***** Extracted text *****
# Trend Letter, Number Template Set



## Captain (23 Sep 2011)

I recently brought the Trend Letter, Number template set from Axeminster, I struggle clamping the templates when I’m routing in the middle of a board, Has anyone used this product before and would like to share any useful tips, jigs or any information that would help me. 


Many thanks for reading my post.


----------



## Shultzy (23 Sep 2011)

I haven't used the Template Set but a suggestion might be to make a frame for the templates to fit into. Clamp, screw or wedge the work to the template frame.


----------



## paulm (24 Sep 2011)

I use double sided sticky tape.

Cheers, Paul


----------



## Newbie_Neil (26 Oct 2011)

Hi captain,

I have used the template set and put them into a frame. It helps you to see your spacing, as well as keeping them straight.

Thanks,
Neil


----------



## goldeneyedmonkey (26 Oct 2011)

+1 for double sided carpet tape. I use it for holding MDF templates to work everyday, works a treat, but there's a knack to getting the plastic covering off 

Cheers _Dan.


----------



## hammer n nails (2 Jan 2012)

i use the miles-craft version all letters are single costs a bit but has been invaluable to me 
Milescraft 1262 Sign Pro - Easy and ready to use Router Sign Making Template Kits by Milescraft (DIY & Tools)
Buy new: £79.99 £64.99
In stock

(3)
DIY & Tools: See all 59 items
you can get it from Amazon


----------



## Hitch (27 Jan 2012)

I use the trend ones, normally clamp a bit of timber across it each end. Not the easiest way, but works for me, takes a bit of setting up.
Next time I need to use them I might knock up a frame for them to sit in.


----------



## stevek (27 Oct 2012)
***** Data shown *****
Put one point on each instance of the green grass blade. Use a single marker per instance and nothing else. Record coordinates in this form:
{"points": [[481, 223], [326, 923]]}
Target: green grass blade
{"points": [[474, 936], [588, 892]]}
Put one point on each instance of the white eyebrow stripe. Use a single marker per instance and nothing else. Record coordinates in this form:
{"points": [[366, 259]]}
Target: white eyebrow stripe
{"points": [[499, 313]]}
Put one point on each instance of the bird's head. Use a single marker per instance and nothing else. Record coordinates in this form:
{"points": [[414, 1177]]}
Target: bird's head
*****
Goal of the exercise
Resume the forum thread about clamping router letter templates, picking up right where it stops. The listing comes from a different source than the forum thread.

Exercise output
Hello, Im new to the site and I also have the Trend Letters Template set, Ive done quite a bit of basic routeing but nothing too detailed or complicated, anyway the other day I thought I would have a go with the Letters Template and whilst we created a simple sign clamping the template to the job was quite difficult and really slowed us down, I was working on a large [email protected] Workmate outside and I was setting up the sign at any angle that would allow me to get a pair of quick clamps under the workmate and over the template, very fiddly indeed. Today I have also been thinking about some kind of frame and found this excellent site whilst looking for ideas, my thought is to let the Template into a piece of plywood which has a single baton fixed under its forward edge, this would hook over the edge of the sign and both parts pushed against the plastic push in clamp posts on the workmate. Another pair of plastic Posts in the workmate Jaw would be wound in under the plywood frame untill it clamped onto the free edge of the sign holding the lot firmly. What ideas did anyone else have and what do you think of my idea? 
Hope this is not too long for a first post and thanks in advance, 
Steve.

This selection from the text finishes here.